About this exercise:
Using the data that follows, give the number of lines where the string "floor" occurs, and nothing else.

Data to process:
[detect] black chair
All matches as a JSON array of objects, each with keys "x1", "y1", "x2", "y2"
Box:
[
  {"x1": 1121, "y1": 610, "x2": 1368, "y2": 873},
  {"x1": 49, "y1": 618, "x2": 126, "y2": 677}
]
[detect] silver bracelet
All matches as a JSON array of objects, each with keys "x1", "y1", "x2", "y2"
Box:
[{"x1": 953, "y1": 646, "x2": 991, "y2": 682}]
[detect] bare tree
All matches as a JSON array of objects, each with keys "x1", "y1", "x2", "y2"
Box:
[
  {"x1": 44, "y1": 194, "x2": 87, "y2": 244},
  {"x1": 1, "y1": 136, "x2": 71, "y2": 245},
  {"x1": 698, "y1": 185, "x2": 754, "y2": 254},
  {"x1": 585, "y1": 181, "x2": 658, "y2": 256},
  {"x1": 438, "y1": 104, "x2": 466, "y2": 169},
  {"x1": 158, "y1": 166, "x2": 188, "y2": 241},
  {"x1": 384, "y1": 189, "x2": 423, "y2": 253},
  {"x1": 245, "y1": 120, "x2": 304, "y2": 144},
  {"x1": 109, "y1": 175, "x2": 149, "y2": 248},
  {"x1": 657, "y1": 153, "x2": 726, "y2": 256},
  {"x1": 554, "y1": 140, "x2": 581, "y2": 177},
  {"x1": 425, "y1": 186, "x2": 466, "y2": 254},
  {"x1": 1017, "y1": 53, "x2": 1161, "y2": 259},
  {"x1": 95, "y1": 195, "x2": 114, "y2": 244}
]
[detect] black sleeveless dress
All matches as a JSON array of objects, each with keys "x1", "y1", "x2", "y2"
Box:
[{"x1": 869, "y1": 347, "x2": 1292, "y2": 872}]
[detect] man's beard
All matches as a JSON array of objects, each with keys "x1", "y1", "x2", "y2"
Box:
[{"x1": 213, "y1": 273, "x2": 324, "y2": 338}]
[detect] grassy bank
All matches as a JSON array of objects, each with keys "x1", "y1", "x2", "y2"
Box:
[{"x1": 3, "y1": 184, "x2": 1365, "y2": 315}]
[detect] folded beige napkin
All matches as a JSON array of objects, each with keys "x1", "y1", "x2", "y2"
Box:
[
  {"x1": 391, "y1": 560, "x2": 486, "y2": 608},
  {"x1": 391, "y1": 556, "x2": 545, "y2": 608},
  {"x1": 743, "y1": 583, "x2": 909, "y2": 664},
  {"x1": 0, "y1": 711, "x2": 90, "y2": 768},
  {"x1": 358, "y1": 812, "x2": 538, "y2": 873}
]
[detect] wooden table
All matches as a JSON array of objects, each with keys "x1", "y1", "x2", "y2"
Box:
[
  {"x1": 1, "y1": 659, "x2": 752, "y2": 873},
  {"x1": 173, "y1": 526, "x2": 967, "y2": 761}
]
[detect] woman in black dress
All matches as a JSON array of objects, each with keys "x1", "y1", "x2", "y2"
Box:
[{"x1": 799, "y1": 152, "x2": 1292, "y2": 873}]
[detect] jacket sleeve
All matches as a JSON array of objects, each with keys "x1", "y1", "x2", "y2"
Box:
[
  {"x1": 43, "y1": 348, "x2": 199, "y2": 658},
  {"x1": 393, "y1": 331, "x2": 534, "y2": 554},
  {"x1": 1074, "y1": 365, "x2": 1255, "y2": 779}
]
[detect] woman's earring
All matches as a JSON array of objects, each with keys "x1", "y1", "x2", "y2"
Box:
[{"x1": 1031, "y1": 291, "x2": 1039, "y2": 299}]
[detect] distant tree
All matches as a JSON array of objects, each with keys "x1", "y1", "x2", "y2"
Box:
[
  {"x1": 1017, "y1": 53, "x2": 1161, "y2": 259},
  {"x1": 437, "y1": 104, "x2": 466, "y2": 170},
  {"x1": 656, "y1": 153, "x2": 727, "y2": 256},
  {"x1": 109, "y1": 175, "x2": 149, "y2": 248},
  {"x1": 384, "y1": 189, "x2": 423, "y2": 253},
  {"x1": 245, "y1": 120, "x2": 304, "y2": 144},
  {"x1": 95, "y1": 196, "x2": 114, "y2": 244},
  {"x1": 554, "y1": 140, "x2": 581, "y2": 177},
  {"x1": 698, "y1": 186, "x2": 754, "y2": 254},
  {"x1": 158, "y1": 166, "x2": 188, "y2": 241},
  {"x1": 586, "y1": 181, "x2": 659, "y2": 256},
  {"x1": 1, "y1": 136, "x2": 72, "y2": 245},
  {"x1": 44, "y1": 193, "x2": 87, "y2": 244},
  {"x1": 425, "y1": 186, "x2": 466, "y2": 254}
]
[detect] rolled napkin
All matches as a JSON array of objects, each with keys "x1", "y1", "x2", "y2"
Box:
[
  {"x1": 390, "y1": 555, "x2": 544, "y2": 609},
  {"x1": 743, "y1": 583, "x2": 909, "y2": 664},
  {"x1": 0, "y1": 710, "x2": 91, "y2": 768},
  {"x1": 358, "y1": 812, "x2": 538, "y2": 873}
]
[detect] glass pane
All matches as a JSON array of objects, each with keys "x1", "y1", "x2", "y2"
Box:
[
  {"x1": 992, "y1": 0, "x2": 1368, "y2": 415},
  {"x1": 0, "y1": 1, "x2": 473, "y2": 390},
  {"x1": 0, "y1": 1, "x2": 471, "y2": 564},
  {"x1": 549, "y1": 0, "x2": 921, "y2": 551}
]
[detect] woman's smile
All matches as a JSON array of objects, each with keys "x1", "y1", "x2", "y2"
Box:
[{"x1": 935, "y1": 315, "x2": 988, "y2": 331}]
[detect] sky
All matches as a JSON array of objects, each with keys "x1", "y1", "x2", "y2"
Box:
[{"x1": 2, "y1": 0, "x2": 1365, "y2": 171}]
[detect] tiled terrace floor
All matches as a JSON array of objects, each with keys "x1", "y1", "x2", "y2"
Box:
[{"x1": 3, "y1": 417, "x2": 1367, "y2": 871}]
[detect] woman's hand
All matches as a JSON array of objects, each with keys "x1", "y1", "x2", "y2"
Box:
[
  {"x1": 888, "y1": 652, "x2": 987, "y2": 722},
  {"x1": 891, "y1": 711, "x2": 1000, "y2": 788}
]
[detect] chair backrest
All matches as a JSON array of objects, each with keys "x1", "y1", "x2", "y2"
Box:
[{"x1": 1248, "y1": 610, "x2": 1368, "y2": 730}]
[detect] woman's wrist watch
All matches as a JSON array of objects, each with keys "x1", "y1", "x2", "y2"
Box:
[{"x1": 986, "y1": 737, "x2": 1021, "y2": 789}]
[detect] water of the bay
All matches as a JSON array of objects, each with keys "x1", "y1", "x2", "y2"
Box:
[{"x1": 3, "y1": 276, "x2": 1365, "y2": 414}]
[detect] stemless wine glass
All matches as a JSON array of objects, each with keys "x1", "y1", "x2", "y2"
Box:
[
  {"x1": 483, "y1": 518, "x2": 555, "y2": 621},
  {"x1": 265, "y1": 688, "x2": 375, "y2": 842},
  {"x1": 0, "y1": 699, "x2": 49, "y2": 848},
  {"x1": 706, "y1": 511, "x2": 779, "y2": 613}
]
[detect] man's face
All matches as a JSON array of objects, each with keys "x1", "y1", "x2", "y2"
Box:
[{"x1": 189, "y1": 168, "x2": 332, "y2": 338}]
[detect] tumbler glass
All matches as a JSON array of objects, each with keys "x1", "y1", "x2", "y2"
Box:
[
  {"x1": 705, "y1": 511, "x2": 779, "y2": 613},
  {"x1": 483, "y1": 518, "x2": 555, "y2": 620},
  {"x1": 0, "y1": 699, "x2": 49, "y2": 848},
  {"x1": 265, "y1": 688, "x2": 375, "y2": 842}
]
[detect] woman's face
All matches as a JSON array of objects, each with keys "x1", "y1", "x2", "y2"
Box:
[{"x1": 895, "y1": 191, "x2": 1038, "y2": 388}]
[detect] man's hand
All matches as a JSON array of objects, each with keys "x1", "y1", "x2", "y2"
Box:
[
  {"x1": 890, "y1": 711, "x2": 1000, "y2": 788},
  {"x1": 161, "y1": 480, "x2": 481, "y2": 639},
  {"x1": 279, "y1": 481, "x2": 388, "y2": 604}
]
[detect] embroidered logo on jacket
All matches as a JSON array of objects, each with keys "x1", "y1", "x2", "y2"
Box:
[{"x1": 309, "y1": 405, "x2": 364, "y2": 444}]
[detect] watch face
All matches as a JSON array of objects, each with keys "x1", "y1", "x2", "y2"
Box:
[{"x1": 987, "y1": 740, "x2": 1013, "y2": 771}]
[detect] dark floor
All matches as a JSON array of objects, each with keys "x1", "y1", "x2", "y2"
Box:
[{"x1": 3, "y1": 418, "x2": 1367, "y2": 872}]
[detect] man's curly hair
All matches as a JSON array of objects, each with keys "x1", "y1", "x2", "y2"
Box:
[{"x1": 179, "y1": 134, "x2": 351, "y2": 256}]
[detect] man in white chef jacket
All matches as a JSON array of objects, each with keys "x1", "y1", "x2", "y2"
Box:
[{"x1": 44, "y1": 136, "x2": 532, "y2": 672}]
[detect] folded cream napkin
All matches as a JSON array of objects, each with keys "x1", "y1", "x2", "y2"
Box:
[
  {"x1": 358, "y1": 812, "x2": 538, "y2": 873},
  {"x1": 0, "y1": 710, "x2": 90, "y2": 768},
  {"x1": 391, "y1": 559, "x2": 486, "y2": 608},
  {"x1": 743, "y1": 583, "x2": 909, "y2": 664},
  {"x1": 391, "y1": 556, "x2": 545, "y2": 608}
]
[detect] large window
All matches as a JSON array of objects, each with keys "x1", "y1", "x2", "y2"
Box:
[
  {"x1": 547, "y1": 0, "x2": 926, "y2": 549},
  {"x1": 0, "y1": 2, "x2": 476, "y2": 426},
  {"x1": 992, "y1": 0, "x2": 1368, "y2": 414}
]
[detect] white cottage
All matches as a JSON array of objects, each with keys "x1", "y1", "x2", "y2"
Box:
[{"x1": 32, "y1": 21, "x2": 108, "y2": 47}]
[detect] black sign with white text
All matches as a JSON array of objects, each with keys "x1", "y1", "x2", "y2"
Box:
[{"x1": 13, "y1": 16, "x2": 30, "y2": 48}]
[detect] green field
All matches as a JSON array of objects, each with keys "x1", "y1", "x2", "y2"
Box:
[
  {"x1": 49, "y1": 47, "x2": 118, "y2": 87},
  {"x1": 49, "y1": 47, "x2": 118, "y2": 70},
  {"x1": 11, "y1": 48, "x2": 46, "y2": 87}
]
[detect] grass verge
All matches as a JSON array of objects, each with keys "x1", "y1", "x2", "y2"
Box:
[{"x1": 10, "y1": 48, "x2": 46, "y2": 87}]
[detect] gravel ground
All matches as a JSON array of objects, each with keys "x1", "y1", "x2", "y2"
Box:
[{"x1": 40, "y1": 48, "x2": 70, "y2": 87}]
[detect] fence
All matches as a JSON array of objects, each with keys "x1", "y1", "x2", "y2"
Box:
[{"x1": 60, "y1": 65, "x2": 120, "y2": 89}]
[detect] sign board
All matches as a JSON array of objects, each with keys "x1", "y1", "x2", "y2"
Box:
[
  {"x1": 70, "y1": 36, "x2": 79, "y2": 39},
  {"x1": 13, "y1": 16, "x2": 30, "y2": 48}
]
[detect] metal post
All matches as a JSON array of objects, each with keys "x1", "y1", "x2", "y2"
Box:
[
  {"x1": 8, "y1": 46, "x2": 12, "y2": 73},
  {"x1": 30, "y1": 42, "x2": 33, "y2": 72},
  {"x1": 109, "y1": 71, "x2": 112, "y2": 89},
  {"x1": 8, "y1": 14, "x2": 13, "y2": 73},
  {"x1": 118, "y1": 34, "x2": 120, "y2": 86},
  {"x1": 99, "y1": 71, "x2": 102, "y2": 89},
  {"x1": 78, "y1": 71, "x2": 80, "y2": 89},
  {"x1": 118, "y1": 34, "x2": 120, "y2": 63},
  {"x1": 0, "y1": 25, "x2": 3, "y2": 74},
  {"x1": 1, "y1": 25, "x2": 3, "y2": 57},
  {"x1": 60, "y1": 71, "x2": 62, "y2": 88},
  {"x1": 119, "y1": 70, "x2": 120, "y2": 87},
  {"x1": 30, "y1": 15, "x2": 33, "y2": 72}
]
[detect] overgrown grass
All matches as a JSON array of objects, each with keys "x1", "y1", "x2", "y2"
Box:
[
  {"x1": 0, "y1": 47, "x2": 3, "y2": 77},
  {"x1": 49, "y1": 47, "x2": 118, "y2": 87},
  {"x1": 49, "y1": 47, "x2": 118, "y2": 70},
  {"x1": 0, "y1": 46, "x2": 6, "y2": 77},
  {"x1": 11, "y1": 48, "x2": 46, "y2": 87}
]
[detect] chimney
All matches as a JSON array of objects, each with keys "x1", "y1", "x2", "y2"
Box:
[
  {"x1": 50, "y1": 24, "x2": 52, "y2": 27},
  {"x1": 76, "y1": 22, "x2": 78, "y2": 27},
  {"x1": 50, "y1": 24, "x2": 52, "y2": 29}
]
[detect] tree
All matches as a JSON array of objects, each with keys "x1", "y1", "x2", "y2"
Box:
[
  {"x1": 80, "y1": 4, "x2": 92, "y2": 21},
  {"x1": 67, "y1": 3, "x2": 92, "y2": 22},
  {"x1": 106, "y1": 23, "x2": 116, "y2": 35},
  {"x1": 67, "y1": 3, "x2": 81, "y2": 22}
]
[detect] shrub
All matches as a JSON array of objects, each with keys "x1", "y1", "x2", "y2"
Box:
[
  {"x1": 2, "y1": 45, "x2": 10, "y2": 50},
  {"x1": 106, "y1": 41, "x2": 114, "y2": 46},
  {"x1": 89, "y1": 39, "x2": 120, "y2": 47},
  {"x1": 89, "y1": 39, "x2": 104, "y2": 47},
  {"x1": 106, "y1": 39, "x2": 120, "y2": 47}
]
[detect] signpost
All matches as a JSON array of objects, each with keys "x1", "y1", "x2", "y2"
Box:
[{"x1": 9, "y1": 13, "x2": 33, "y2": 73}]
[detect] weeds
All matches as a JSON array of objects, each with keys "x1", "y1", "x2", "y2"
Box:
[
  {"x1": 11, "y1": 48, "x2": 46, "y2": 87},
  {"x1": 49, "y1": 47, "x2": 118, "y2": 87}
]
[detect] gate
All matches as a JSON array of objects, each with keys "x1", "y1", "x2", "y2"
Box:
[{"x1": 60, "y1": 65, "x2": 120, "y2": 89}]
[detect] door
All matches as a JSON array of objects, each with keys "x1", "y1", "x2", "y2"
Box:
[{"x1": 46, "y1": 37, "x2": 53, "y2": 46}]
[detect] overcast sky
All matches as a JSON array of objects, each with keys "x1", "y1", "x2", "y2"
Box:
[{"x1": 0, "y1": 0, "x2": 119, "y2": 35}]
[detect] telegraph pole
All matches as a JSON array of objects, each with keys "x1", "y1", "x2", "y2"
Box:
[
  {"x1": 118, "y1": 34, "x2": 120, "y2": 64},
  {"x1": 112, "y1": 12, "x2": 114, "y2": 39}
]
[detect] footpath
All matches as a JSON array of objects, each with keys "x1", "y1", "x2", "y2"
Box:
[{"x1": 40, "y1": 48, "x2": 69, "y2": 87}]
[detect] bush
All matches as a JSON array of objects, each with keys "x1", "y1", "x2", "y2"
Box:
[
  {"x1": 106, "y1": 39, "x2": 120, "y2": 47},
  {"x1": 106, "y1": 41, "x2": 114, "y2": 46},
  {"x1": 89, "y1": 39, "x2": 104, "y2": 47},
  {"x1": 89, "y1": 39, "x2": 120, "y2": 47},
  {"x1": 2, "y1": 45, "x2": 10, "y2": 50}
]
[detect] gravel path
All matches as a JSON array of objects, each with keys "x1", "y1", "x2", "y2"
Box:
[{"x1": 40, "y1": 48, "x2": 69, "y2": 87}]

Response area:
2